▸ Supplied passage
ECE2019 Guided Posters Calcium and Bone 2 (11 abstracts)
Unit for Osteoporosis and Metabolic Bone Diseases, Department of Endocrinology, Ghent University Hospital, Ghent, Belgium.
Background: Canonical Wnt-signalling is important for bone by regulating osteoblastogenesis and osteoblast function. Bone metabolism is also partly determined by sex steroid exposure and sex differences in serum sclerostin levels have been reported. However, it is unclear whether serum sclerostin and other circulating Wnt-signalling components are sex steroid dependent within healthy men.
Objective: To determine whether serum sclerostin, osteoprotegerin (OPG) and Dickkopf-1 (DKK-1) levels associate with sex steroid exposure in men.

▸ Exercise requirements
1 > In the sclerostin abstract, which hospital unit is the research from?
2 > List the serum markers that the objective of the sclerostin abstract names.
3 > Carry on the sclerostin abstract from its last sentence.

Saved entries
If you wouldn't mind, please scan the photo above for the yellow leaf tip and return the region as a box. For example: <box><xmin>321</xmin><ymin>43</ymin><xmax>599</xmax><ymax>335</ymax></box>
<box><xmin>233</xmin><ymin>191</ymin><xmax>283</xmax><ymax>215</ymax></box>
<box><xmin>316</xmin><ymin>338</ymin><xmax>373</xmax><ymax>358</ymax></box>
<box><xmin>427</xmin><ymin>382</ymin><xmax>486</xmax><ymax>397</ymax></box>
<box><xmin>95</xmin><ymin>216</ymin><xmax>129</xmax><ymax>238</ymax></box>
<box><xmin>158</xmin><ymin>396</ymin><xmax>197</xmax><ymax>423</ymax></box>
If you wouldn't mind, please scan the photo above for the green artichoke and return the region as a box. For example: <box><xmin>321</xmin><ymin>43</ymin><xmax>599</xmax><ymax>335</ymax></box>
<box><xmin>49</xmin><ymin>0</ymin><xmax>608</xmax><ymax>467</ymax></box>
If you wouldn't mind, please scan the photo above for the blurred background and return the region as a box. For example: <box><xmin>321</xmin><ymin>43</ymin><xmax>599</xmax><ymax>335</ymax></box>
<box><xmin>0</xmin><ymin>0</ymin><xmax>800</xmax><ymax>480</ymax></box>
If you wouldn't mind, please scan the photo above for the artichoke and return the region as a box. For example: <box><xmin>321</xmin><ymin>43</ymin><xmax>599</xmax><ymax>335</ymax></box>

▸ Answers for each item
1 > The Unit for Osteoporosis and Metabolic Bone Diseases, Department of Endocrinology, Ghent University Hospital, Ghent, Belgium.

2 > Sclerostin, osteoprotegerin (OPG), Dickkopf-1 (DKK-1)

3 >
Methods: Cross-sectional data comprised 108 healthy males (34±5 years) from the SIBLOS-cohort, and from the ENIGI-cohort 50 transgender women (TW) (35±15 years) and 50 transgender men (TM) (23±6 years) were evaluated before and 1 year after gender-affirming hormone treatment (cyproterone + estrogen and testosterone treatment, respectively). Sclerostin, OPG and DKK-1 were measured using a quantitative sandwich ELISA (Biomedica). Testosterone (T), estradiol (E2) were measured using LC-MS/MS, free fractions calculated.
Results: In SIBLOS, OPG was weakly inversely associated with E2 (r=−2.8; P=0.017) and free T levels (r=−2.4, P=0.043) and sclerostin with T (r=−.237; P=0.045), whereas no significant associations were found in the transgender groups. Sclerostin levels were non-significantly lower in TM than TW (29.67 pmol/l, 35.56 pmol/l, respectively; P=0.135), but otherwise there were no between-group differences in Wnt-signalling markers. After hormonal treatment, sclerostin, OPG and DKK-1 levels were unchanged in TM (30.97 pmol/l). In TW, however, sclerostin levels decreased (28.04pmol/l; P< 0.001), this difference being associated with changes in E2 levels (r=−3.21; P=0.025).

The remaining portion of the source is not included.